Count the lines in the records that contain the word "yellow", and give only that number.
== INFORMATION GIVEN
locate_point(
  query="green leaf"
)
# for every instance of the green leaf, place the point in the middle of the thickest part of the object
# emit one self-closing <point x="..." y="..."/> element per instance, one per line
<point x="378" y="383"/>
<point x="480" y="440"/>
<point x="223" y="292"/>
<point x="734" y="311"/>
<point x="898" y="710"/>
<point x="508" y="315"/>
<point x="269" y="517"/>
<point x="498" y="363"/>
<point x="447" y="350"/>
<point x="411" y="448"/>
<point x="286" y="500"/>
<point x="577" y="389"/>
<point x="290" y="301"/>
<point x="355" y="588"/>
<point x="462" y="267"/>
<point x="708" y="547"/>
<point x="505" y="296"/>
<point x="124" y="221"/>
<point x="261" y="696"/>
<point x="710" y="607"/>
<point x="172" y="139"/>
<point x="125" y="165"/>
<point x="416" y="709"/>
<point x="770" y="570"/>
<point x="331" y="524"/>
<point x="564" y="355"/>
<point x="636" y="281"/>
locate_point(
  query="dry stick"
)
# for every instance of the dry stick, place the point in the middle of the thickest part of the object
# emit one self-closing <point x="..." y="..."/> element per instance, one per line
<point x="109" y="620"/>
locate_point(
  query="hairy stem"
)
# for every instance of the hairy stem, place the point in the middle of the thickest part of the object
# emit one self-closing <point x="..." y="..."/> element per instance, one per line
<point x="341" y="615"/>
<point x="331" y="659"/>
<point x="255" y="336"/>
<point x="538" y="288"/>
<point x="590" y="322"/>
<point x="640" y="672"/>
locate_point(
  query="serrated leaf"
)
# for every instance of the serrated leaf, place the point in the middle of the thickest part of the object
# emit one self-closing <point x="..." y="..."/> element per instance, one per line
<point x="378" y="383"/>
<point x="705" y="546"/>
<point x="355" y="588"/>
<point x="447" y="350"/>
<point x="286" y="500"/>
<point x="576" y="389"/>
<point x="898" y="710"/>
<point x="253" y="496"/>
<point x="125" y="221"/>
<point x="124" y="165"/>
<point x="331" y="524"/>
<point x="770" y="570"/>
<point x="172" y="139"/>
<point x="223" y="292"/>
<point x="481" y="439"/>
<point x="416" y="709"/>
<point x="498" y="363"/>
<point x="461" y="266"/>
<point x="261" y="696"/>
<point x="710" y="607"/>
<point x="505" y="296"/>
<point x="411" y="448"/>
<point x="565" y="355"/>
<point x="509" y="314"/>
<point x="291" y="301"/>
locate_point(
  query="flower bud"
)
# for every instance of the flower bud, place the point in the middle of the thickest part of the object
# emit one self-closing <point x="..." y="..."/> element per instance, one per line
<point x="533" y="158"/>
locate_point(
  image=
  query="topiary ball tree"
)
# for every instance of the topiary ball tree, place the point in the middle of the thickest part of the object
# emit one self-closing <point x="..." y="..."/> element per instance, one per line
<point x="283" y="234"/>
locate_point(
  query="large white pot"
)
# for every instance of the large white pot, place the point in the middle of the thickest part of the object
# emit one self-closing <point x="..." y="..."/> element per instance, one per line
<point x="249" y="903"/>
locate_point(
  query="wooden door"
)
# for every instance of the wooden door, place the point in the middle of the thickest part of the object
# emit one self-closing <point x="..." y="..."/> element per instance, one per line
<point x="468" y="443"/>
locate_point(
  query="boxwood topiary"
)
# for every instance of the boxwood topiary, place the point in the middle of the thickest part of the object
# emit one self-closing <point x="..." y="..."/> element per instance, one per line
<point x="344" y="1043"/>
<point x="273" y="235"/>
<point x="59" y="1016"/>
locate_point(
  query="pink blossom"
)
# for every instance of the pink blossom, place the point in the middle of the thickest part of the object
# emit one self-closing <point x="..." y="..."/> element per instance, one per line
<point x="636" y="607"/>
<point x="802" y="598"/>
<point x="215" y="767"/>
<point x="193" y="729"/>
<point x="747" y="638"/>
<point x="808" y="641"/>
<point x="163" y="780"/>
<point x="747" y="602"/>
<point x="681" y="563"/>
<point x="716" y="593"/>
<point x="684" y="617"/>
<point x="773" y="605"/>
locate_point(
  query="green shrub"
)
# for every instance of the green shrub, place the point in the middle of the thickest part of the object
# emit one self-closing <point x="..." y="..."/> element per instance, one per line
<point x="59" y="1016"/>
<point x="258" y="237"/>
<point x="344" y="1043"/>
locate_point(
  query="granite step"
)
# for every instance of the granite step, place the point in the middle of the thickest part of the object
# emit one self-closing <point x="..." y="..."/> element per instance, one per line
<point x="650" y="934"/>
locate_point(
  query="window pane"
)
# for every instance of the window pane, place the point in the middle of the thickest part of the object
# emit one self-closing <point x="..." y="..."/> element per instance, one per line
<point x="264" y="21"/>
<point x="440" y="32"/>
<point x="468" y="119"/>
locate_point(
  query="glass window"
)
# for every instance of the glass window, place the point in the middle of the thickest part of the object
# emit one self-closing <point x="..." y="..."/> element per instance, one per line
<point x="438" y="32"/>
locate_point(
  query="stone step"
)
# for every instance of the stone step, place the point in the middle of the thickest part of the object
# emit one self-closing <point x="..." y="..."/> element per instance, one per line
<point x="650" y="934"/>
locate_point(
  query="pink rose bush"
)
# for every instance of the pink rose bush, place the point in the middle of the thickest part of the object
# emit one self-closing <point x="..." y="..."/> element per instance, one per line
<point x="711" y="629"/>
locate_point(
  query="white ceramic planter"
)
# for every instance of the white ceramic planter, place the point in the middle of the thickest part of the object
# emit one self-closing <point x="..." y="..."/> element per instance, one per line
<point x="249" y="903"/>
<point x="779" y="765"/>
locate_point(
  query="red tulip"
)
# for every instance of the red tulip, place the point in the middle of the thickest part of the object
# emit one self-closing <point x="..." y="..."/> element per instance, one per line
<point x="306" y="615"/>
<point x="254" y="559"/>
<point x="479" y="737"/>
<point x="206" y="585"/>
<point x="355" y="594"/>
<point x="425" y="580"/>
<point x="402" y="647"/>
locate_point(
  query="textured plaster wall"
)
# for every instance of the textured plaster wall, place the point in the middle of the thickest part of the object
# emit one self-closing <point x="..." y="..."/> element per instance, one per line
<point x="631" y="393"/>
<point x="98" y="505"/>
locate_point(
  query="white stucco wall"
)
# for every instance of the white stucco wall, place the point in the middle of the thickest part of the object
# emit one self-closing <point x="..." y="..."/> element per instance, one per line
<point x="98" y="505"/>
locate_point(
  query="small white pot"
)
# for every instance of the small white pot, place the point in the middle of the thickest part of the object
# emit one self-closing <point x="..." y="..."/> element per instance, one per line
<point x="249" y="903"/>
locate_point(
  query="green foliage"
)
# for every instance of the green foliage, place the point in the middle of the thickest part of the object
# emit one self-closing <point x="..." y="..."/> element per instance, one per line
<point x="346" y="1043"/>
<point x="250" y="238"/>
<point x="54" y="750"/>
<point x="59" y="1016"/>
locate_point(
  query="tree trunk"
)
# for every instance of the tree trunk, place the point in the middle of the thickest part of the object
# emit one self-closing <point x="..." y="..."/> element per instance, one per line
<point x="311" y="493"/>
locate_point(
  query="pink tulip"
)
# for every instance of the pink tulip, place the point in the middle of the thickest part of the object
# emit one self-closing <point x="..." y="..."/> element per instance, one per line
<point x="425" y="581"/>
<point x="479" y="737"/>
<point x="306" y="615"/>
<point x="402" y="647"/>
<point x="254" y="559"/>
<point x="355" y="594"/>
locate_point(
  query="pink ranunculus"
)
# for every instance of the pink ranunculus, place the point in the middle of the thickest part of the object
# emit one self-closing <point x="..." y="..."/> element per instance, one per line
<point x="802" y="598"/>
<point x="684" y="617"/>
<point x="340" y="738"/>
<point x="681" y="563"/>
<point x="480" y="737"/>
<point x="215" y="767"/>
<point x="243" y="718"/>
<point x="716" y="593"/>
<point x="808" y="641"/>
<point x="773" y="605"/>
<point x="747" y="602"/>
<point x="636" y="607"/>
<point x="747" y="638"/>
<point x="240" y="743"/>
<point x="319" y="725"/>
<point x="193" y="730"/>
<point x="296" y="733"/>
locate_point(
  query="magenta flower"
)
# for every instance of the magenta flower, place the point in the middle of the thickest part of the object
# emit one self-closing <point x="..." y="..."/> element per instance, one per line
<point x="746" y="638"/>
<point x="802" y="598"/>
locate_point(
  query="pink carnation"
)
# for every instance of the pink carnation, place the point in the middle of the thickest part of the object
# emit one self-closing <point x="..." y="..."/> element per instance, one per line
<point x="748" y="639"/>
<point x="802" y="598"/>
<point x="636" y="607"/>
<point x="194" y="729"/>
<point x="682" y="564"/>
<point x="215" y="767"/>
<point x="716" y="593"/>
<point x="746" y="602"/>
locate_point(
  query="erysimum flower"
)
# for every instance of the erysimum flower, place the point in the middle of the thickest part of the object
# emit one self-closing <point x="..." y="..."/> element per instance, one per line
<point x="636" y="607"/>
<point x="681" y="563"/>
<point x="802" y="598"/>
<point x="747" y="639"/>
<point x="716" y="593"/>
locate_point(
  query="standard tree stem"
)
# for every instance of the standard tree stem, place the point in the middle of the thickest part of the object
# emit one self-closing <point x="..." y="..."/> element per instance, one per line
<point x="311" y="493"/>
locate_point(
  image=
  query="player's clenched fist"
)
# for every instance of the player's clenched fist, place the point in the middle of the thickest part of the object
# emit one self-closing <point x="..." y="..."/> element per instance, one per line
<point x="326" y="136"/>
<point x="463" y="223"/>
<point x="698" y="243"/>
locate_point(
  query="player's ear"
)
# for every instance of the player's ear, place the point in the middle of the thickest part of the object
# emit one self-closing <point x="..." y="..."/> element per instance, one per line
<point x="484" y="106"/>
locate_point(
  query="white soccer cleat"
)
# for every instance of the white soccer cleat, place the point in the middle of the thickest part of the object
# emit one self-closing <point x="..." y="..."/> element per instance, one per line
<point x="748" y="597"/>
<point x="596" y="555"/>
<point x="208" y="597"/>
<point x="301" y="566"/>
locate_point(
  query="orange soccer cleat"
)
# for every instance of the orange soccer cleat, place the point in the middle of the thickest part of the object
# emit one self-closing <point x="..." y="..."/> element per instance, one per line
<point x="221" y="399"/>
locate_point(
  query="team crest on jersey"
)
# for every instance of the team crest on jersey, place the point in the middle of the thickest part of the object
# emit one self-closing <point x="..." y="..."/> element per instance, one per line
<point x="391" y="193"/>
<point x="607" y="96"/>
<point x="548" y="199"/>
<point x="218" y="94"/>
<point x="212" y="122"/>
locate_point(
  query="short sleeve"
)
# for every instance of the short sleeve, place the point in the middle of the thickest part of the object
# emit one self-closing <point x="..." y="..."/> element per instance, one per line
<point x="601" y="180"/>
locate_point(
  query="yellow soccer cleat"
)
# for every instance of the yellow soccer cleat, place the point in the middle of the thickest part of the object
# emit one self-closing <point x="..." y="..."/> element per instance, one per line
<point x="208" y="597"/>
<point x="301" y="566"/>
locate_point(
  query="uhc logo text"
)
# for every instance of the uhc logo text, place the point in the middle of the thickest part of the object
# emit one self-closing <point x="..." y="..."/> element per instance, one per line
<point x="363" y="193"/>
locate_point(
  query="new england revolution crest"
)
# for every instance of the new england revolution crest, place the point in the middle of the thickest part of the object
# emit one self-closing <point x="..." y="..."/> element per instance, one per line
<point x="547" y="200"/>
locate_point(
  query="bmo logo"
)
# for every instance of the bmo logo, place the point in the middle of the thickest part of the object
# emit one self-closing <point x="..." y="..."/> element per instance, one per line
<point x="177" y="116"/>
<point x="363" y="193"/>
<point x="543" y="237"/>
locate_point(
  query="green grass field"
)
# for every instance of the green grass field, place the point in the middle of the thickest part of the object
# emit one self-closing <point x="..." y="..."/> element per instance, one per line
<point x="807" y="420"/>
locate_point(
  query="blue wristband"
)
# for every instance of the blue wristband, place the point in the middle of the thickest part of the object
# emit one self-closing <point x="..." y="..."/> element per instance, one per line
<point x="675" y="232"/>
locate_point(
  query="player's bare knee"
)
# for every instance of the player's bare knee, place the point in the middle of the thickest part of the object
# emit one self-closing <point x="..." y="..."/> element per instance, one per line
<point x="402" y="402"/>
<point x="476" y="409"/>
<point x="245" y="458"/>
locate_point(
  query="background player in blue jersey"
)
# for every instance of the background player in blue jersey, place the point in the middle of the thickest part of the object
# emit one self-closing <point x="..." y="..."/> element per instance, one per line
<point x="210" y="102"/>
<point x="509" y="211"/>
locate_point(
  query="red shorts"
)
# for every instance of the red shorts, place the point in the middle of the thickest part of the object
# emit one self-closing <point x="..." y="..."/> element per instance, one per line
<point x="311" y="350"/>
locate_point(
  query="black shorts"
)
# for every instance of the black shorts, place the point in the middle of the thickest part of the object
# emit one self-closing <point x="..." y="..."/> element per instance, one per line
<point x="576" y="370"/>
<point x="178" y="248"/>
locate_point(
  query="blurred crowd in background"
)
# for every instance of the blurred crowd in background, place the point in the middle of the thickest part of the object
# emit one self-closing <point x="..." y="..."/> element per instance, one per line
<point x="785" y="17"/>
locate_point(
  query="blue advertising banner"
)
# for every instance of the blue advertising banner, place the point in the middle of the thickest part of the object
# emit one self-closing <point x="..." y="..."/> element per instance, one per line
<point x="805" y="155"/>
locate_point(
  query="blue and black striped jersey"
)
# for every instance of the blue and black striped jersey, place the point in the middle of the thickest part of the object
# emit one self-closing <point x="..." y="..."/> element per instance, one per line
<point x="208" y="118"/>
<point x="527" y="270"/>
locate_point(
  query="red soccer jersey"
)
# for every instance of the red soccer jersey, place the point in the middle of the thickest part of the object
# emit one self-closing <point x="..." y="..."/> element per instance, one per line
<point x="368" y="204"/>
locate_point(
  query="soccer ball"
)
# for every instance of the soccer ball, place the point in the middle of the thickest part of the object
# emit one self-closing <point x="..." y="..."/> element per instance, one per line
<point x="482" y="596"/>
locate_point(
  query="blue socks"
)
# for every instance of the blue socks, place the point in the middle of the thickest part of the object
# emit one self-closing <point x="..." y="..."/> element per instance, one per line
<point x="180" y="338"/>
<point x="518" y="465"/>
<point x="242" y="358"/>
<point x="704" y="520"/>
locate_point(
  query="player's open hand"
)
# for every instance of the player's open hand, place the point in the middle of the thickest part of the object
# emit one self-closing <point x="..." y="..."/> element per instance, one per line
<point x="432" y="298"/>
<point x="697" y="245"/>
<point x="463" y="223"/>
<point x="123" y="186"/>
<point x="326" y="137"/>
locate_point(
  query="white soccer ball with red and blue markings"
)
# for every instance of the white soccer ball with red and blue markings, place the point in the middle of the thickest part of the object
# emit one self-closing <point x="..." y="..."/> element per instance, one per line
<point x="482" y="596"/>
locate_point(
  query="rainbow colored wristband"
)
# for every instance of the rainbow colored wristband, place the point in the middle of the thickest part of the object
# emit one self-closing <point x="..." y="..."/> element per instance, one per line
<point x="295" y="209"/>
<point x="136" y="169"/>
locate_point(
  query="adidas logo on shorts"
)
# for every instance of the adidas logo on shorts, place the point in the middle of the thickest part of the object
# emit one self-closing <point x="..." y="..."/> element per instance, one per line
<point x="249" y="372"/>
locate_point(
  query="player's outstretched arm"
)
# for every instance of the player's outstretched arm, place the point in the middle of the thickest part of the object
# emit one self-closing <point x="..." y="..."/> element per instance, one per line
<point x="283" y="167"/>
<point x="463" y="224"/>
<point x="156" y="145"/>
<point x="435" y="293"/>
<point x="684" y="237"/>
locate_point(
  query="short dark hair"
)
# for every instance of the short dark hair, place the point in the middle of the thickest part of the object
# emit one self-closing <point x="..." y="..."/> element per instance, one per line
====
THE ANSWER >> 2